### Tugas dan Latihan
1) Menurut tulisan tentang ulama sebagai pewaris Nabi, apa sebutan yang lebih dikenal untuk produk hukum yang dibuat MUI melalui ijma'?
2) Terjemahkan kalimat dari tulisan tentang ulama ini ke dalam bahasa Inggris: "Sedangkan perkumpulan para ulama di Indonesia dikenal Majelis Ulama Indonesia (MUI) dari tingkat pusat sampai daerah."
3) Teruskan tulisan tentang ulama sebagai pewaris Nabi mulai dari kata terakhir yang ada di kutipan.

### Kutipan Sumber
● ● ● ●
Mengenal Sosok Ulama Sebagai Pewaris Nabi
(Catatan-Kritis; Eksistensi MUI Kabupaten Kayong Utara)
oleh : Jamani
Berbicara “ulama” pada
umumnya dikenal sebagai sosok; tokoh agama, kiai, da’i, ustadz yaitu orang yang
berilmu tinggi di bidang agama (baca; Islam). Sedangkan perkumpulan para ulama
di Indonesia dikenal Majelis Ulama Indonesia (MUI) dari tingkat pusat sampai
daerah. Sebuah Lembaga yang mampu membuat suatu ketentuan produk hukum melalui
Ijma’ (baca; kesepakatan para ulama) yang lebih populis produknya dikenal
istilah “Fatwa”. Terlepas dari hasil produk hukum tersebut dan menghindari
luasnya tulisan ini, maka penulis hanya membatasi pada pertanyaan siapakah
ulama itu ? mengapa disebut pewaris Nabi ? Bagaimana ulama masa kini ? selain
itu tulisan ini juga untuk ditujukan sebagai sekedar catatan terhadap eksistensi MUI Kabupaten Kayong Utara yang sebentar
lagi akan melaksanakan musyawarah daerah yang “diklaim” mampu membawa kemajuan
dan mewujudkan cita-cita umat Islam Kayong Utara kepada peradaban masyarakat
yang bertaqwa dan berakhlaqul Karimah. Amin
Ya robbal ‘alamin.
Siapakah
Ulama’ itu ?
Ulama' secara etimologi (bahasa)
● ● ● ●
### Baris Data
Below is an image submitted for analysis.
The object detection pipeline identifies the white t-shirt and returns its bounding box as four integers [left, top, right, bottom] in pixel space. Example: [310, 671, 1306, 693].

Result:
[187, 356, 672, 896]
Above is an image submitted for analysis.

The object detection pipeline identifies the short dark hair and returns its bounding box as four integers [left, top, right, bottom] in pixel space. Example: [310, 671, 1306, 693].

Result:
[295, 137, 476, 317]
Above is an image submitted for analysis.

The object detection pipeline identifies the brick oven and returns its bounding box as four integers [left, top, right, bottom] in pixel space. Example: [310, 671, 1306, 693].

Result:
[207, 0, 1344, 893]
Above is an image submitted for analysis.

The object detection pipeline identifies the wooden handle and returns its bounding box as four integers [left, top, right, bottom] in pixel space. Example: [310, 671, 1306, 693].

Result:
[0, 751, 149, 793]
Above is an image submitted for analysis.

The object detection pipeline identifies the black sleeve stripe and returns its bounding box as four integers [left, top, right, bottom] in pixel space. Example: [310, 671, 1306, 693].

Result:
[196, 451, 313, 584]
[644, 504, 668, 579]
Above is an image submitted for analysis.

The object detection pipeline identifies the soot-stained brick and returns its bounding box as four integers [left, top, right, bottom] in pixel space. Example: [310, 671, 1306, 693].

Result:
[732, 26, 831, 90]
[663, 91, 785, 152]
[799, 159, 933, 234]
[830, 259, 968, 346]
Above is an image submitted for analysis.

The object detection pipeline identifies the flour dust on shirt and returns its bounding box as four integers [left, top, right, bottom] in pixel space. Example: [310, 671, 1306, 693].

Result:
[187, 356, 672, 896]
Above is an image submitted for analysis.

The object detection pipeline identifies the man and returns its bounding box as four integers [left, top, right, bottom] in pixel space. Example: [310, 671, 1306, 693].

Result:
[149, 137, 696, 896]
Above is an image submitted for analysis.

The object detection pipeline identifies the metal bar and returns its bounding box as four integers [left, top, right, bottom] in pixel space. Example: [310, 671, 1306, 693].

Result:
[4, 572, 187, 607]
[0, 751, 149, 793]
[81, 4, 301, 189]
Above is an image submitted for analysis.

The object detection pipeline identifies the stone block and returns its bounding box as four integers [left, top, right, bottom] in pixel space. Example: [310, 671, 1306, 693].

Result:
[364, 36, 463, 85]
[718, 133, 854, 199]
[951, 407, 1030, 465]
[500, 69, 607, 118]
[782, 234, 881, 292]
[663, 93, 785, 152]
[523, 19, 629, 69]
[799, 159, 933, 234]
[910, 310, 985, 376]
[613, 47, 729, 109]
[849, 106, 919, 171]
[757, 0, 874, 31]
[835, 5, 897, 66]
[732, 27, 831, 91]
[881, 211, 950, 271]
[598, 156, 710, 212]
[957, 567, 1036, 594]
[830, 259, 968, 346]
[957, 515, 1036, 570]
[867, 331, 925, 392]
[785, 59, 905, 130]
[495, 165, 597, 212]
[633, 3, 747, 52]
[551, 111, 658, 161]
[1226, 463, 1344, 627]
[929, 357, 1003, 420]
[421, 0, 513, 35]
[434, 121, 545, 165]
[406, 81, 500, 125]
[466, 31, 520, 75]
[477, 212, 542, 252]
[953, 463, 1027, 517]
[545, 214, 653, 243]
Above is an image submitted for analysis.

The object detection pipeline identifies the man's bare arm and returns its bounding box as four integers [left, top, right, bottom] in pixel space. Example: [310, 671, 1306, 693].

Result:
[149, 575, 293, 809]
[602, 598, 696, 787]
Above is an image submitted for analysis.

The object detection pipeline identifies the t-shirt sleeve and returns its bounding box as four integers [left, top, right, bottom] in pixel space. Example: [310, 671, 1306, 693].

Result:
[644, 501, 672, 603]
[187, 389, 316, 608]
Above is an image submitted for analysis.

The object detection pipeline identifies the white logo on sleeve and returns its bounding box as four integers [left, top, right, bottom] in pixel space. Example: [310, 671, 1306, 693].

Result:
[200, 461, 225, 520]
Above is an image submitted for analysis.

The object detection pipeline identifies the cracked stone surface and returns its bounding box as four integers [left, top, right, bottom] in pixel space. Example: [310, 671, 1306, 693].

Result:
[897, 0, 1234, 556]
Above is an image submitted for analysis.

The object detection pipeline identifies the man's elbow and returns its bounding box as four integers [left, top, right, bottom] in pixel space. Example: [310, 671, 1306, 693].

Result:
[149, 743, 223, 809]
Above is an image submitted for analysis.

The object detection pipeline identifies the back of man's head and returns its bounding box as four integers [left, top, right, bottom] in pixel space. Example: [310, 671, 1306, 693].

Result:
● ● ● ●
### Hasil yang Diharapkan
1) Fatwa.

2) Meanwhile, the association of ulama in Indonesia is known as the Indonesian Ulema Council (MUI), from the central level down to the regional level.

3)
adalah orang orang yang mengetahui. Kata “ulama'” adalah kalimat jama' dari 'aalim
ada yang berpendapat bukan dari 'aalim
akan tetapi dari 'aliim adalah
isim fail mubalaghah berarti sangat
mengetahui. Sedangkan pengertian ulama'
secara terminologi (istilah) adalah orang yang memiliki ilmu
pengetahuan yang mendalam mengenai al-Qur’an dan al-Hadits dan menerapkannya dalam
kehidupannya. Selain itu Ulama' adalah orang mengetahui al-Qur’an (baik
bacaannya maupun kandungannya) dan mengajarkannya. Kemudian Ulama' juga
diartikan orang yang mendapat ilmu Rasulullah SAW dan setiap harinya di
sibukkan dengan ilmunya seperti bertabligh, mengajar dan mengarang Kitab
(lihat. http://mughist-sumberilmu.blogspot.com).
Menurut penulis pada dasarnya bahwa defenisi (batasan)
ulama adalah orang yang memiliki kapasitas keilmuan yang memadai dalam
bidangnya (baca; agama Islam) dan juga menguasai bidang lainnya. seorang ulama juga
harus mengamalkan ilmunya di dalam kehidupan nyata. Dengan kata lain bukan hanya “pandai
beretorika indah dan menarik” tetapi lebih dari itu.
Menurut Imam al-Ghazali
dalam Moqsith (2010:50) di dalam kitab “Ihya
Ulumuddin” menjelaskan bahwa ulama ada dua, yaitu ulama su’ (ulama yang buruk) dan ulama husn (ulama yang baik). Jika dilihat
dari pembagian ini, ulama’ su’ dapat
dipahami bahwa tokoh yang bergelar ulama tetapi jiwanya bukan ulama atau dengan
istilah lain ulama sekedar kulitnya saja. Ulama seperti ini sebenarnya bukanlah
ulama, tetapi hanya gelar atau pengakuan saja, karena ulama bukan gelar atau
klaim tetapi “uswatun hasanah”
sebagai warisan yang sangat mulia dari para Nabi.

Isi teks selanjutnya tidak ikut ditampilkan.